:: INPUT DATA ::

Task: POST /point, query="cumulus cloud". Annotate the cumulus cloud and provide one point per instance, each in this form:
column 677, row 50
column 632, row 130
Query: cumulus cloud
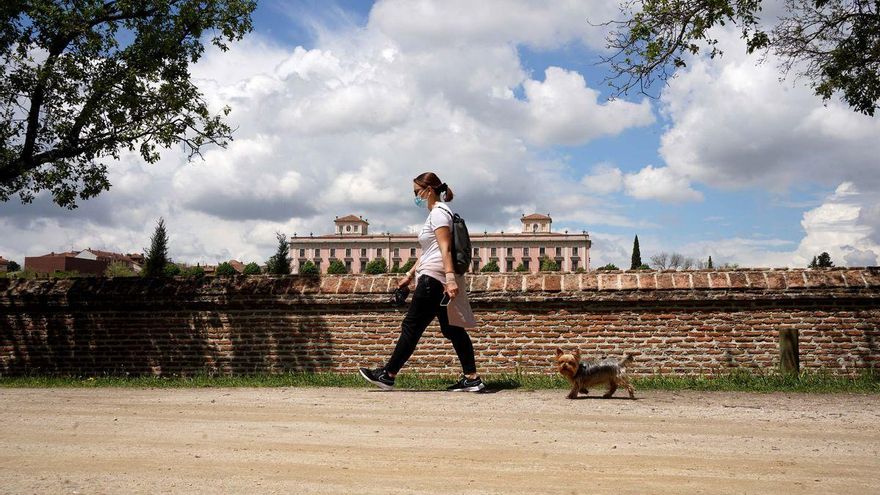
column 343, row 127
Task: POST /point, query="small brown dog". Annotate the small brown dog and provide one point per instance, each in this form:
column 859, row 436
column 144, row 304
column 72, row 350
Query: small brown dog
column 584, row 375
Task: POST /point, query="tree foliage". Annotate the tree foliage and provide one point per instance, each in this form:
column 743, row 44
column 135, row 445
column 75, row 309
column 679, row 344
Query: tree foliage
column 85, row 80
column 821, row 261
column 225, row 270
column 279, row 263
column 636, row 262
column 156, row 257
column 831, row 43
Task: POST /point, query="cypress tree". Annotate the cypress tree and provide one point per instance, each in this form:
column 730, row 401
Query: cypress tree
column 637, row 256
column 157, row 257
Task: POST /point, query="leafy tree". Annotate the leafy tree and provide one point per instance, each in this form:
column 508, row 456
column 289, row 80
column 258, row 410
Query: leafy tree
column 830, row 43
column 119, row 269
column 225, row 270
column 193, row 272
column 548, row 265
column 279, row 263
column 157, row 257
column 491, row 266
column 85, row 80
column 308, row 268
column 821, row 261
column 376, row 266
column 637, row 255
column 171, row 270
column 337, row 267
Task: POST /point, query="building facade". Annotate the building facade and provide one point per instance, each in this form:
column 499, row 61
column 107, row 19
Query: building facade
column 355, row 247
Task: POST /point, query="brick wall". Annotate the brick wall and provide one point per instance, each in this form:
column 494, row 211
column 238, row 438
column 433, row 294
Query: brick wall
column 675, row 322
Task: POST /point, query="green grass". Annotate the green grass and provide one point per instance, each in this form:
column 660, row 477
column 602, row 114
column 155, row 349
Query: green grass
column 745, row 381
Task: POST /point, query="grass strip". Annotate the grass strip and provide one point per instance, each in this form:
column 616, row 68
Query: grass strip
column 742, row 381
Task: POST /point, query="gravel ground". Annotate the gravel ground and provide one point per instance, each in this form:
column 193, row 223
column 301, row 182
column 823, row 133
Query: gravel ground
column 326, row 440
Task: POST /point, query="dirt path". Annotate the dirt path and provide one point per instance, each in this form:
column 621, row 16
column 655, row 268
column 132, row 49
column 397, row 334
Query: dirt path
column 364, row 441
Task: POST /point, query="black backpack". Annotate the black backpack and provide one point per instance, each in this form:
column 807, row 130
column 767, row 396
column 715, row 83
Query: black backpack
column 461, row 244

:::
:: INPUT DATA ::

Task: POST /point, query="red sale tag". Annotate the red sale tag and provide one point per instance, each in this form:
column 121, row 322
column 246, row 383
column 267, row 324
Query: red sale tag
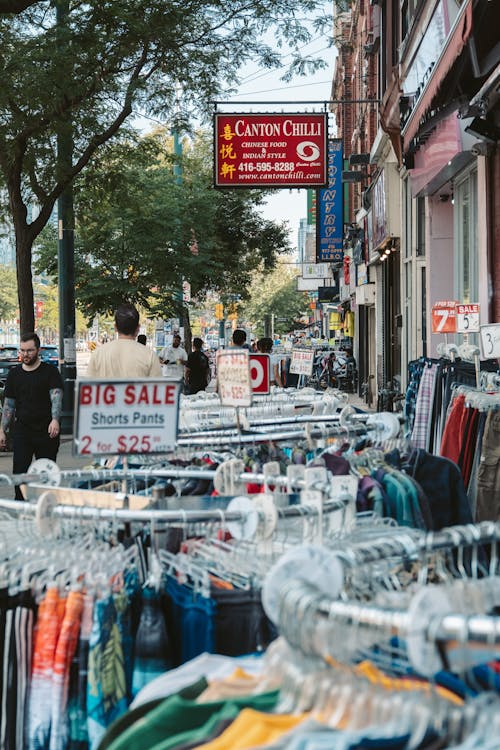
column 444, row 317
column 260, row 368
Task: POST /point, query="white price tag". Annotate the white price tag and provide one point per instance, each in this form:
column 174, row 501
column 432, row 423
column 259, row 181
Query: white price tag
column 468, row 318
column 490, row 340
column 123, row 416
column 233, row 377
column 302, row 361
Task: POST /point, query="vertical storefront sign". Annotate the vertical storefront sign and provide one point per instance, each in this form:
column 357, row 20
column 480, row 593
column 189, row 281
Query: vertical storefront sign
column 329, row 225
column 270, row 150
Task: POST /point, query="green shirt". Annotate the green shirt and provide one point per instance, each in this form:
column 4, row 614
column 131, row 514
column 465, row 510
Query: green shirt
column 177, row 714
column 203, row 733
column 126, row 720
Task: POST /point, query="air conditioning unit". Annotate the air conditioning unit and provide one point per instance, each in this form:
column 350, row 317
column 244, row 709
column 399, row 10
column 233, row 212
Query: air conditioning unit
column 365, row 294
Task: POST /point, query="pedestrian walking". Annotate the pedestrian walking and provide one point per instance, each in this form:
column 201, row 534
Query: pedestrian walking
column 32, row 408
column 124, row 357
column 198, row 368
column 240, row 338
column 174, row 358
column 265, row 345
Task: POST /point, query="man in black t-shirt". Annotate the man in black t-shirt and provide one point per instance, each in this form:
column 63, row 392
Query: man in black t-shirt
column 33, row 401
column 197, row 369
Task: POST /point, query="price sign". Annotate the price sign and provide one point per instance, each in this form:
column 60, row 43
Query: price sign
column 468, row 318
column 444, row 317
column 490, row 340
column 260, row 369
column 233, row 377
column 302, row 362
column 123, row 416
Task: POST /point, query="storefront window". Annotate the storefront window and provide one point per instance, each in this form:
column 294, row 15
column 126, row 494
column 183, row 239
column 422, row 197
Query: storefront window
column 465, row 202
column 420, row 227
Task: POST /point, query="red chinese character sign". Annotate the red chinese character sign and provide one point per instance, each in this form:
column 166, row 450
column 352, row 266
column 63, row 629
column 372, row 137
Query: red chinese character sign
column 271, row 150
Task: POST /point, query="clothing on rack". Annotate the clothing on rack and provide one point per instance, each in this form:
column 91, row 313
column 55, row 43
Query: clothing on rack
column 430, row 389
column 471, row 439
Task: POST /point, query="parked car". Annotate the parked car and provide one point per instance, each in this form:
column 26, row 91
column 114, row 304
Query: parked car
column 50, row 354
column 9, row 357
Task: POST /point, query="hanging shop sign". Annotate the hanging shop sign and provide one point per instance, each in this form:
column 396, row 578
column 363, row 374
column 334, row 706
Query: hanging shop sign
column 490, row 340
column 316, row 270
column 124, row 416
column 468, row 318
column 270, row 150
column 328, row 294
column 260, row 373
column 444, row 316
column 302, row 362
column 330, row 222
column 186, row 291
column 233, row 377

:::
:: INPUT DATA ::

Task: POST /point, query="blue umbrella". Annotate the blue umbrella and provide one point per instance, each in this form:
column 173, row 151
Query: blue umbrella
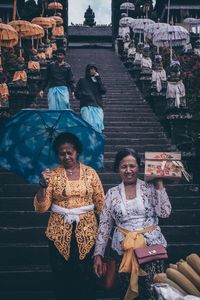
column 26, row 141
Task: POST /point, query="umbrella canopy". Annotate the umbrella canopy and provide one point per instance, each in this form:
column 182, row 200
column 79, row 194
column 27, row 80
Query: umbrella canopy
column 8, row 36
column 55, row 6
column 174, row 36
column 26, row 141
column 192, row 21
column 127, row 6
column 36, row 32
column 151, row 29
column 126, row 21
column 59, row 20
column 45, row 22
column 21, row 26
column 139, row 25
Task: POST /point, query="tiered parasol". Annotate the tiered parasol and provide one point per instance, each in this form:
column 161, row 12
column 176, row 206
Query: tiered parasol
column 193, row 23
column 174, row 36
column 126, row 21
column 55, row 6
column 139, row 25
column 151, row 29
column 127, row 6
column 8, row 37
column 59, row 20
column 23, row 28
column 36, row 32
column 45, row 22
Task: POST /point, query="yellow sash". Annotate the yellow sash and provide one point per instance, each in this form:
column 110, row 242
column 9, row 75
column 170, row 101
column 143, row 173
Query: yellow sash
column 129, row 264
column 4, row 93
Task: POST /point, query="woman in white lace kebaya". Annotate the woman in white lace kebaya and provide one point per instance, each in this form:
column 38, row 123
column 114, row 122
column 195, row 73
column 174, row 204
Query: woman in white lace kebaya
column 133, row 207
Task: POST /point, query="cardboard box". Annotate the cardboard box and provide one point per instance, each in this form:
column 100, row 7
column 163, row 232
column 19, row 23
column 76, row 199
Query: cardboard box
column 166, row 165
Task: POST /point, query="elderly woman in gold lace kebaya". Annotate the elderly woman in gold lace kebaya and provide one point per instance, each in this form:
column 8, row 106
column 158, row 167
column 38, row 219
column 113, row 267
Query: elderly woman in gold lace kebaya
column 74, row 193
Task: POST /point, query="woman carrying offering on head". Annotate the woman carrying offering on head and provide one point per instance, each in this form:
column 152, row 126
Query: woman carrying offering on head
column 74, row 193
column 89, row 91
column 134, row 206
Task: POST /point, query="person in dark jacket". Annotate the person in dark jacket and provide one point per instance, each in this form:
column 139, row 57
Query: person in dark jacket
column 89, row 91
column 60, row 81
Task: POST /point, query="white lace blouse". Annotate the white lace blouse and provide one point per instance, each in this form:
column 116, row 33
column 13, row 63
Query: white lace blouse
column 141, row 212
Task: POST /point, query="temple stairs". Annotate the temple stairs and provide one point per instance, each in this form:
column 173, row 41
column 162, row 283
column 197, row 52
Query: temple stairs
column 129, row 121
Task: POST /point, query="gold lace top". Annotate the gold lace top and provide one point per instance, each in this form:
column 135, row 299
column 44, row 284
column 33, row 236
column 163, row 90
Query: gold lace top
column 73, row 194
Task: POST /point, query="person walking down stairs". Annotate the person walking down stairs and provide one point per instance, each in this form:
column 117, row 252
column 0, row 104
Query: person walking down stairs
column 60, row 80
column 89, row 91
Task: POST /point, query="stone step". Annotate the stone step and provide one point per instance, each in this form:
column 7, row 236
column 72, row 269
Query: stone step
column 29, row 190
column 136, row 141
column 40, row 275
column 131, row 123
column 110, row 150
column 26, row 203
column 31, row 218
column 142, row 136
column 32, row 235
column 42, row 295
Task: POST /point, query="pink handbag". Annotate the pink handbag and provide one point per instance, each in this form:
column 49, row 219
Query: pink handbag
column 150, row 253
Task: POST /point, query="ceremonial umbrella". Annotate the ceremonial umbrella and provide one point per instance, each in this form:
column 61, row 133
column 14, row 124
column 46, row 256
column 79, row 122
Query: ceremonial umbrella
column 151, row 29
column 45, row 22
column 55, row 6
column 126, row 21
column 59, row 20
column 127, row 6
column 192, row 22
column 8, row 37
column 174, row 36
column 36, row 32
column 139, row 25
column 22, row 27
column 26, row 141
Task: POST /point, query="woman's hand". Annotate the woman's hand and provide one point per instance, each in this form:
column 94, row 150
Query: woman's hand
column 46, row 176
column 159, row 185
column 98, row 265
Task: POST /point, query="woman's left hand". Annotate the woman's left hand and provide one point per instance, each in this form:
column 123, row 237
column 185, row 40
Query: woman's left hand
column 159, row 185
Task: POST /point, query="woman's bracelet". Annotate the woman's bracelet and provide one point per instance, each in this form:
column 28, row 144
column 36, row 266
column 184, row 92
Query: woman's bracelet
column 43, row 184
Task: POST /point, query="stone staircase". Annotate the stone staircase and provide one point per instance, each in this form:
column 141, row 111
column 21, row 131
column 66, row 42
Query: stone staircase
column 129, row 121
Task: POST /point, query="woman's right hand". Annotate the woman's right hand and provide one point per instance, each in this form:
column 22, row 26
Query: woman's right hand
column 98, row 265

:::

Which lines run from the one holding "Annotate the ceremonial" through the one holding "column 141, row 111" in the records above? Repeat them exactly, both included, and nothing more.

**ANSWER SPACE:**
Task: POST /point, query="ceremonial umbrella". Annotate the ceremonial umbrella and provide one point per instance, each in this form:
column 61, row 133
column 14, row 124
column 46, row 256
column 79, row 122
Query: ceremonial umbrella
column 151, row 29
column 45, row 22
column 55, row 6
column 126, row 21
column 59, row 20
column 127, row 6
column 192, row 22
column 8, row 37
column 174, row 36
column 36, row 32
column 139, row 25
column 22, row 27
column 26, row 141
Task: POST /point, query="woman's hand". Annotate the woman's hand and provide one point per instance, each in this form:
column 94, row 150
Query: woman's hand
column 46, row 176
column 159, row 185
column 98, row 265
Task: POST /point, query="woman's left hand". Annotate the woman's left hand and provide one point per instance, each in this form:
column 123, row 237
column 185, row 40
Query: woman's left hand
column 159, row 185
Task: POST /point, query="woman's bracelet". Annotate the woman's bracelet and provide one point per instance, each in this form:
column 28, row 144
column 36, row 266
column 184, row 92
Query: woman's bracelet
column 43, row 184
Task: POST /point, query="stone staircase". Annotate the stone staircase and provide one point per instance, each in this form:
column 141, row 111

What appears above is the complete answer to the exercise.